= Given data =
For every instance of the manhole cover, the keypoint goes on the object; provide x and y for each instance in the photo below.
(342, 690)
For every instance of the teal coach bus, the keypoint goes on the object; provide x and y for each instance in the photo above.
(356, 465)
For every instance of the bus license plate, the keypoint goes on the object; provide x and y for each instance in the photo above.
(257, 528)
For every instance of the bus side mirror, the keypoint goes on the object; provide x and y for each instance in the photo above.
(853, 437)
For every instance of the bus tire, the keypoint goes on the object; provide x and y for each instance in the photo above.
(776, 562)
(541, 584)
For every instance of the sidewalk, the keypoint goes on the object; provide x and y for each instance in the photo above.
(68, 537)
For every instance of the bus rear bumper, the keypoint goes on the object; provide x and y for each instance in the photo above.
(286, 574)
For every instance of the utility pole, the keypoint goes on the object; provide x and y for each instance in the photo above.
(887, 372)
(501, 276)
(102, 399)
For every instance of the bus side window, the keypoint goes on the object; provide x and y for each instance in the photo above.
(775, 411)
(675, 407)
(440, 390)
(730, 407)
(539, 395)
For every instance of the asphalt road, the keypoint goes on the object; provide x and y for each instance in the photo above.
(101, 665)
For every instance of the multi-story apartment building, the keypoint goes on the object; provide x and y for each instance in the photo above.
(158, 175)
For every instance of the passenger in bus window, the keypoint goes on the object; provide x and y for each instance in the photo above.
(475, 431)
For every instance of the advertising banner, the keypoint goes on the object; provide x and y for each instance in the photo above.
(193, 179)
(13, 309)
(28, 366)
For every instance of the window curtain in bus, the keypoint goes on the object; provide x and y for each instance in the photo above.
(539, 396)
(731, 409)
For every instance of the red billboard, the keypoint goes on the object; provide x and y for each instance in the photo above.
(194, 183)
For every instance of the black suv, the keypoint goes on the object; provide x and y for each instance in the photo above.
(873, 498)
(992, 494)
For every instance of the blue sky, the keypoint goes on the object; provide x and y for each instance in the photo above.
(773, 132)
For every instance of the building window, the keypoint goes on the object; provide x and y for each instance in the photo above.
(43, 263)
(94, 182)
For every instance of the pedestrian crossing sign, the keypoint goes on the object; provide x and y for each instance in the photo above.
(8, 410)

= Work to be completed =
Please rewrite the stretch from the line containing "For every instance of the blue" through the end of the entries, both ends included, keeping all text as it is except the answer coordinates. Multiply each answer coordinate by 1.15 and round it to a whole number, with halves rounded up.

= Result of the exercise =
For every instance of the blue sky, the keypoint goes on the object; provide x and y for each instance in the photo above.
(889, 152)
For every instance of the building window, the keypoint goes on the object; provide x and y for each instance in the photo above.
(49, 302)
(108, 209)
For every instance of the pedestrian crossing sign, the keypoint goes on the object; provide x and y for each instance in the photo above.
(9, 472)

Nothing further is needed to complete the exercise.